* Zu erledigen
(A) Prüfen Sie, ob diese Aussagen zum Auszug passen: (i) Die Zahl der Fälle, in denen sich der Versorgungsausgleich auswirkt, nimmt ab. (ii) Erhalten beide ehemaligen Eheleute Rente oder Pension, ermäßigt sich die Versorgung des einen und die des anderen erhöht sich. (iii) Der Bundesgerichtshof hat der Entscheidung des OLG Hamm widersprochen. Antworten Sie jeweils mit Ja oder Nein und zitieren Sie die entscheidenden Worte des Auszugs wörtlich.
(B) Fassen Sie bitte den Absatz des Auszugs, der mit „Die Versuchung ist groß“ beginnt, als Liste zusammen, ohne seine wesentlichen Angaben zu verlieren.
(C) Schreiben Sie den Auszug von „Die Zahl der“ bis einschließlich „des anderen erhöht.“ neu und ersetzen Sie dabei „Ehegatten“ durch „Partner“.

* Textauszug

11.12.2002

Die Zahl der Fälle nimmt zu, in denen sich der im Scheidungsurteil durchgeführte Versorgungsausgleich auswirkt. Dies gilt schon, wenn einer der geschiedenen Ehegatten eine Versorgung bezieht, die wegen des Versorgungsausgleichs erhöht wird. Erst recht kommt es zur – doppelten – Auswirkung, wenn beide ehemaligen Eheleute Rente oder Pension erhalten, weil sich dann wegen des Versorgungsausgleichs die Versorgung des einen ermäßigt und die des anderen erhöht.

Die Versuchung ist groß, in diesen Fällen „wie üblich“ zu rechnen: Es wird entweder die Differenz zwischen den Einkommen ermittelt und hieraus der Unterhalt mit einer Quote berechnet. Oder es wird der Unterhalt zunächst nur aus dem Einkommen des Unterhaltsschuldners ermittelt und hierauf die durch den Versorgungsausgleich erhöhte Versorgung des Unterhaltsgläubigers angerechnet. Tatsächlich muss differenziert gerechnet werden, wie das OLG Hamm (FamRZ 2000, 25) mit Hinweis auf frühere Urteile des Bundesgerichtshofs entschieden und der Bundesgerichtshof selbst jüngst noch einmal bestätigt hat (FamRZ 2002, 88, 91).

* Übungsdaten
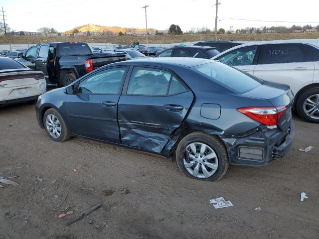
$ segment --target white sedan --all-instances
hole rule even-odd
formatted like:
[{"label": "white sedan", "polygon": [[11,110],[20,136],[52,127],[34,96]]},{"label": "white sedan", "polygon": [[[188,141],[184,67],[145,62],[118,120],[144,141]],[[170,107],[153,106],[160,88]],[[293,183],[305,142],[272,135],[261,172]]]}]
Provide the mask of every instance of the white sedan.
[{"label": "white sedan", "polygon": [[42,71],[32,70],[12,59],[0,57],[0,106],[34,102],[46,90]]},{"label": "white sedan", "polygon": [[263,80],[289,85],[298,115],[319,123],[319,39],[250,42],[211,59]]}]

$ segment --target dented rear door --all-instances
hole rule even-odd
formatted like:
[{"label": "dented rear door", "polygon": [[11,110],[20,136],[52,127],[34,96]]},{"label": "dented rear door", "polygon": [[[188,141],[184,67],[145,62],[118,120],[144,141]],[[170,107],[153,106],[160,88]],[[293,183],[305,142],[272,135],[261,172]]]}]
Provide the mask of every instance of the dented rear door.
[{"label": "dented rear door", "polygon": [[[141,71],[143,72],[143,69]],[[149,71],[151,74],[144,75],[144,86],[139,89],[137,84],[136,89],[130,91],[130,84],[134,88],[134,81],[141,77],[141,74],[138,77],[136,74],[134,76],[135,72],[138,71],[133,71],[127,94],[121,95],[119,101],[118,119],[121,140],[126,145],[160,153],[172,133],[181,124],[193,101],[193,96],[186,87],[183,92],[175,87],[174,91],[170,90],[169,92],[167,89],[165,95],[146,95],[147,92],[143,92],[144,89],[147,91],[152,88],[152,84],[158,86],[163,83],[160,77],[156,77],[159,75],[154,77],[151,76],[151,71]],[[164,72],[168,79],[165,71],[160,72]],[[157,74],[158,73],[155,73]],[[176,78],[171,76],[170,79],[172,78],[173,81],[168,84],[170,89],[178,84]],[[153,83],[148,85],[148,81]]]}]

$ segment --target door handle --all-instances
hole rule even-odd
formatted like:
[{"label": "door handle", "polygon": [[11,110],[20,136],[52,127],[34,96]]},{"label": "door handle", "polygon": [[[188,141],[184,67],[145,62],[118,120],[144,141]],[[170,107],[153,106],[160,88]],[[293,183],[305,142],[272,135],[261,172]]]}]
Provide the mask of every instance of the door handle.
[{"label": "door handle", "polygon": [[294,67],[293,70],[294,71],[304,71],[308,69],[308,67]]},{"label": "door handle", "polygon": [[163,107],[165,110],[172,112],[178,112],[181,111],[183,108],[181,106],[173,104],[164,105]]},{"label": "door handle", "polygon": [[116,103],[113,101],[104,101],[102,103],[102,105],[105,107],[111,108],[114,107],[116,105]]}]

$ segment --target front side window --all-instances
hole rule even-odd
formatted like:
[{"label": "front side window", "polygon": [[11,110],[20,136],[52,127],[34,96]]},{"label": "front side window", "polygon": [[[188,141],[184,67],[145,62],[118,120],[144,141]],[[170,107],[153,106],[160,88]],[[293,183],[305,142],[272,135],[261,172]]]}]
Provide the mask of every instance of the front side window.
[{"label": "front side window", "polygon": [[200,65],[193,68],[218,84],[239,93],[255,89],[262,83],[235,68],[217,62]]},{"label": "front side window", "polygon": [[247,46],[236,49],[218,57],[222,63],[230,66],[252,65],[258,46]]},{"label": "front side window", "polygon": [[158,54],[157,56],[157,57],[169,57],[170,56],[171,56],[171,53],[172,52],[172,49],[166,50],[166,51],[162,51]]},{"label": "front side window", "polygon": [[130,79],[127,94],[166,95],[171,76],[169,72],[163,70],[135,67]]},{"label": "front side window", "polygon": [[311,61],[301,44],[263,45],[258,64]]},{"label": "front side window", "polygon": [[105,70],[80,82],[77,93],[88,94],[119,94],[126,68]]},{"label": "front side window", "polygon": [[36,50],[37,50],[37,47],[33,46],[30,48],[25,53],[25,58],[26,59],[34,59],[35,58],[35,55],[36,55]]}]

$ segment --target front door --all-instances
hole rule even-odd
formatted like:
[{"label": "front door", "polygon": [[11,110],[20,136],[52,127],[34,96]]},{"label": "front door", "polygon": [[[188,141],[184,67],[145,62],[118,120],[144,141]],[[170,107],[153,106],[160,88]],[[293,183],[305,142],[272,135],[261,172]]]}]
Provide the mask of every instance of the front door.
[{"label": "front door", "polygon": [[108,68],[90,74],[74,85],[74,94],[68,95],[65,101],[72,133],[120,143],[117,107],[127,72],[126,67]]},{"label": "front door", "polygon": [[253,75],[260,47],[258,46],[240,47],[225,53],[216,60]]},{"label": "front door", "polygon": [[122,143],[160,152],[182,123],[192,93],[172,72],[146,67],[133,68],[123,92],[118,108]]},{"label": "front door", "polygon": [[301,44],[263,45],[254,75],[290,86],[294,94],[313,82],[314,64]]},{"label": "front door", "polygon": [[38,56],[35,60],[35,68],[43,72],[45,79],[47,80],[49,76],[48,74],[47,64],[48,56],[49,55],[49,45],[41,45],[39,50]]}]

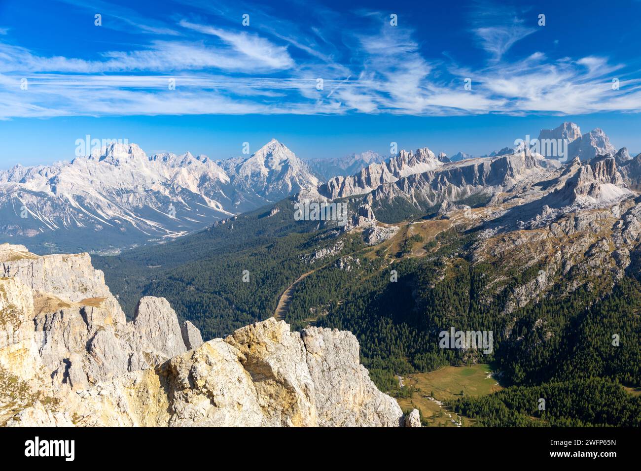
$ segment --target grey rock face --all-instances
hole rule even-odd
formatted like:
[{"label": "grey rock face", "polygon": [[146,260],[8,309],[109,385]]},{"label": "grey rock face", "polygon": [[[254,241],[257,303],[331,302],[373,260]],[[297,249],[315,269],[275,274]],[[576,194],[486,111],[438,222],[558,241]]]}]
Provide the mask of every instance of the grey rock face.
[{"label": "grey rock face", "polygon": [[590,160],[599,155],[613,154],[617,149],[603,129],[599,128],[584,134],[569,144],[569,159],[578,157],[581,161]]},{"label": "grey rock face", "polygon": [[176,313],[165,298],[142,298],[134,315],[133,326],[136,333],[161,356],[171,358],[187,351]]},{"label": "grey rock face", "polygon": [[384,183],[396,181],[399,178],[433,170],[442,165],[434,153],[427,147],[416,152],[401,151],[398,156],[381,163],[373,163],[352,176],[338,176],[320,185],[318,193],[335,199],[369,193]]},{"label": "grey rock face", "polygon": [[541,129],[538,134],[539,140],[542,139],[567,139],[571,142],[581,137],[581,129],[573,122],[565,122],[553,129]]},{"label": "grey rock face", "polygon": [[183,322],[180,326],[180,332],[187,350],[193,350],[203,345],[203,337],[201,336],[200,331],[188,320]]},{"label": "grey rock face", "polygon": [[[38,258],[24,247],[1,249],[10,273],[25,272],[12,263]],[[64,256],[54,260],[69,263]],[[74,283],[90,286],[99,279],[90,265],[82,270],[88,280]],[[72,294],[38,281],[38,270],[31,273],[36,281],[29,279],[29,285],[0,277],[0,370],[21,392],[17,398],[15,388],[0,383],[0,425],[404,424],[398,404],[360,364],[349,333],[291,332],[272,318],[203,343],[197,329],[180,326],[162,298],[143,298],[134,320],[126,322],[121,311],[103,304],[111,295],[100,283],[83,295],[106,297],[72,302],[32,289]]]},{"label": "grey rock face", "polygon": [[[85,389],[187,351],[169,302],[144,298],[136,321],[127,322],[87,254],[40,257],[3,244],[0,270],[31,298],[22,329],[54,390]],[[196,343],[199,332],[190,330]]]}]

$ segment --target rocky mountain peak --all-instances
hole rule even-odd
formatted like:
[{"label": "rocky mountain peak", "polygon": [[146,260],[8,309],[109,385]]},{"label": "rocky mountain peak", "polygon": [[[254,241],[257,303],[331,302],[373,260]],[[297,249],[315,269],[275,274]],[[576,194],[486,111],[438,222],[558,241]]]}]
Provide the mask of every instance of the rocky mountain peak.
[{"label": "rocky mountain peak", "polygon": [[0,370],[10,380],[0,383],[0,425],[412,422],[370,379],[349,332],[292,332],[271,318],[203,343],[163,298],[142,298],[126,322],[86,254],[2,244],[0,260]]},{"label": "rocky mountain peak", "polygon": [[147,154],[137,144],[113,142],[101,149],[92,151],[91,157],[101,162],[118,165],[134,161],[147,160]]},{"label": "rocky mountain peak", "polygon": [[553,129],[541,129],[538,139],[567,139],[571,142],[581,137],[581,129],[578,125],[566,121]]},{"label": "rocky mountain peak", "polygon": [[621,165],[624,162],[632,159],[632,157],[630,156],[630,153],[628,151],[628,147],[621,147],[617,151],[617,153],[614,154],[614,158],[619,165]]}]

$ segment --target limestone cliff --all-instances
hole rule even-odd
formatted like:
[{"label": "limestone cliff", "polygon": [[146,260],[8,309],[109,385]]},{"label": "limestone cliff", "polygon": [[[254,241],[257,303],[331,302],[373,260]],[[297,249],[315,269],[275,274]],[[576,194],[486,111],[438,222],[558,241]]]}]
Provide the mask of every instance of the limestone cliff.
[{"label": "limestone cliff", "polygon": [[0,424],[403,426],[349,332],[272,318],[203,342],[163,298],[127,322],[87,254],[0,245]]}]

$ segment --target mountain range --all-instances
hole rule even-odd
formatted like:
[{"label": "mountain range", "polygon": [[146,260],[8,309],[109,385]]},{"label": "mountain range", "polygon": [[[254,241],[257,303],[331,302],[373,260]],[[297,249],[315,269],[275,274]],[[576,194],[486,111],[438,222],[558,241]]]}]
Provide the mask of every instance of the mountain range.
[{"label": "mountain range", "polygon": [[[569,160],[615,154],[599,129],[581,135],[566,122],[539,137],[567,139]],[[513,152],[506,147],[484,158],[494,162]],[[615,158],[619,165],[631,161],[624,148]],[[0,236],[41,252],[115,252],[165,242],[296,194],[329,199],[371,194],[375,210],[385,211],[394,199],[406,215],[414,211],[410,206],[422,211],[480,192],[486,181],[466,175],[485,165],[478,158],[459,153],[450,159],[424,147],[387,158],[367,151],[306,161],[272,139],[249,157],[214,161],[188,152],[148,156],[136,144],[114,143],[69,162],[0,170]],[[489,165],[504,161],[497,161]],[[637,185],[635,165],[626,167],[622,176]]]}]

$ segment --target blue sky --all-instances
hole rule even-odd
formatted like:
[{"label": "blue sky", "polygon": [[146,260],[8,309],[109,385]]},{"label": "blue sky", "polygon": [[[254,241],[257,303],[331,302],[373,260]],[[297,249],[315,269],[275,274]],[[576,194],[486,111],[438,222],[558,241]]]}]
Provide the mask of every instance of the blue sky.
[{"label": "blue sky", "polygon": [[633,0],[0,0],[0,168],[71,159],[88,134],[215,158],[272,137],[309,158],[479,154],[564,120],[635,154],[639,17]]}]

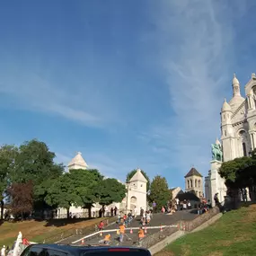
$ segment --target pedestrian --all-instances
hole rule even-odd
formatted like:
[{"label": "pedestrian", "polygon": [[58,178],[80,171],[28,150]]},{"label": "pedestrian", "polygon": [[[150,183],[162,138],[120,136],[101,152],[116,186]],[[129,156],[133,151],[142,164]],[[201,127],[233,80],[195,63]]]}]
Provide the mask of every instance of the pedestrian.
[{"label": "pedestrian", "polygon": [[5,256],[6,253],[6,248],[5,245],[3,246],[3,248],[1,249],[1,256]]}]

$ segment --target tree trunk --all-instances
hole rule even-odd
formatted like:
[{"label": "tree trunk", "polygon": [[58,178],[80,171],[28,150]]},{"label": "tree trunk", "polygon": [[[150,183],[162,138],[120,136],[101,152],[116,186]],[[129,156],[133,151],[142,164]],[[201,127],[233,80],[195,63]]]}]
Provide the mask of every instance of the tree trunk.
[{"label": "tree trunk", "polygon": [[1,204],[1,219],[4,219],[4,200],[1,200],[0,204]]},{"label": "tree trunk", "polygon": [[88,206],[88,214],[89,214],[89,218],[92,217],[92,205]]}]

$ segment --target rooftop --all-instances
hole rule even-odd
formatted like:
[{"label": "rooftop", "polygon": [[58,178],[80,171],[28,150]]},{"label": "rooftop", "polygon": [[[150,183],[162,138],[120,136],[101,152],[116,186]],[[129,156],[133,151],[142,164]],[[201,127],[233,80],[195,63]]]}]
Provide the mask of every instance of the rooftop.
[{"label": "rooftop", "polygon": [[199,176],[199,177],[203,177],[202,174],[200,174],[198,170],[194,167],[192,167],[190,169],[190,171],[187,173],[187,175],[185,176],[185,178],[187,177],[191,177],[191,176]]}]

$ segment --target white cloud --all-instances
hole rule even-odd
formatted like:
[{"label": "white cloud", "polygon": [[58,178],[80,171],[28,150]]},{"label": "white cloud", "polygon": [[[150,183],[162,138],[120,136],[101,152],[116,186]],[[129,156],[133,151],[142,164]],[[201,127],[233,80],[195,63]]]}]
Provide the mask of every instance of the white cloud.
[{"label": "white cloud", "polygon": [[140,138],[156,147],[164,146],[169,164],[175,159],[183,173],[194,164],[206,174],[210,144],[220,132],[226,83],[233,75],[232,59],[226,58],[233,49],[232,10],[216,1],[161,3],[152,8],[156,29],[147,39],[159,48],[156,62],[163,70],[175,116]]},{"label": "white cloud", "polygon": [[75,85],[62,86],[28,67],[14,68],[14,76],[10,75],[8,65],[4,70],[0,72],[0,93],[13,97],[12,107],[60,116],[85,126],[102,127],[118,120],[117,112],[91,84],[74,78]]}]

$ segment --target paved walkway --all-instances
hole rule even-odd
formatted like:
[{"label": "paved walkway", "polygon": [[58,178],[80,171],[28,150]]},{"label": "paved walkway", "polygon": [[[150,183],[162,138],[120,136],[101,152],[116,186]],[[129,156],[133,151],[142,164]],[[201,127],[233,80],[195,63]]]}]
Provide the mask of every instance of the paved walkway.
[{"label": "paved walkway", "polygon": [[[172,215],[166,215],[166,214],[154,214],[153,216],[153,219],[151,220],[150,224],[146,226],[150,227],[150,226],[160,226],[162,225],[174,225],[179,221],[181,220],[192,220],[195,217],[197,217],[196,214],[190,213],[188,210],[183,210],[183,211],[178,211]],[[137,217],[137,219],[134,219],[131,224],[126,228],[126,234],[125,234],[125,238],[123,243],[121,243],[122,245],[126,245],[126,246],[132,246],[134,245],[137,241],[137,232],[138,230],[133,230],[133,227],[138,227],[140,226],[140,223],[139,223],[139,217]],[[110,226],[108,226],[107,228],[105,228],[105,230],[111,230],[111,229],[118,229],[119,228],[119,225],[118,224],[114,224],[111,225]],[[132,230],[132,234],[130,234]],[[156,229],[146,229],[147,233],[146,233],[146,236],[151,235],[154,233],[157,233],[160,231],[160,228],[156,228]],[[116,232],[110,232],[110,234],[111,234],[111,243],[110,245],[119,245],[119,234],[117,234]],[[87,239],[84,240],[84,244],[96,244],[99,243],[99,241],[104,238],[104,234],[106,234],[106,233],[103,233],[102,236],[100,236],[99,234],[93,235],[92,237],[89,237]],[[77,238],[76,240],[78,240],[79,238]],[[75,240],[73,240],[73,242],[75,242]],[[68,242],[70,243],[70,242]],[[81,241],[78,242],[76,244],[81,244]]]}]

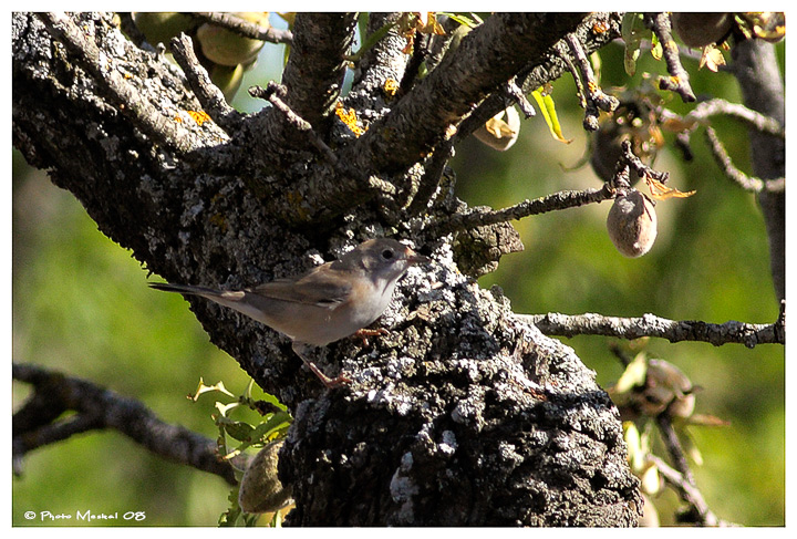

* Lösungen
(A)
(i) Nein: „Die Zahl der Fälle nimmt zu“
(ii) Ja: „weil sich dann wegen des Versorgungsausgleichs die Versorgung des einen ermäßigt und die des anderen erhöht“
(iii) Nein: „der Bundesgerichtshof selbst jüngst noch einmal bestätigt hat“

(B)
- Naheliegend ist, in diesen Fällen „wie üblich“ zu rechnen.
- Erste übliche Methode: Die Differenz zwischen den Einkommen wird ermittelt und daraus der Unterhalt mit einer Quote berechnet.
- Zweite übliche Methode: Der Unterhalt wird zunächst nur aus dem Einkommen des Unterhaltsschuldners ermittelt. Darauf wird die durch den Versorgungsausgleich erhöhte Versorgung des Unterhaltsgläubigers angerechnet.
- Tatsächlich muss differenziert gerechnet werden. So hat es das OLG Hamm (FamRZ 2000, 25) unter Hinweis auf frühere Urteile des Bundesgerichtshofs entschieden, und der Bundesgerichtshof hat es jüngst bestätigt (FamRZ 2002, 88, 91).

(C)
Die Zahl der Fälle nimmt zu, in denen sich der im Scheidungsurteil durchgeführte Versorgungsausgleich auswirkt. Dies gilt schon, wenn einer der geschiedenen Partner eine Versorgung bezieht, die wegen des Versorgungsausgleichs erhöht wird. Erst recht kommt es zur – doppelten – Auswirkung, wenn beide ehemaligen Eheleute Rente oder Pension erhalten, weil sich dann wegen des Versorgungsausgleichs die Versorgung des einen ermäßigt und die des anderen erhöht.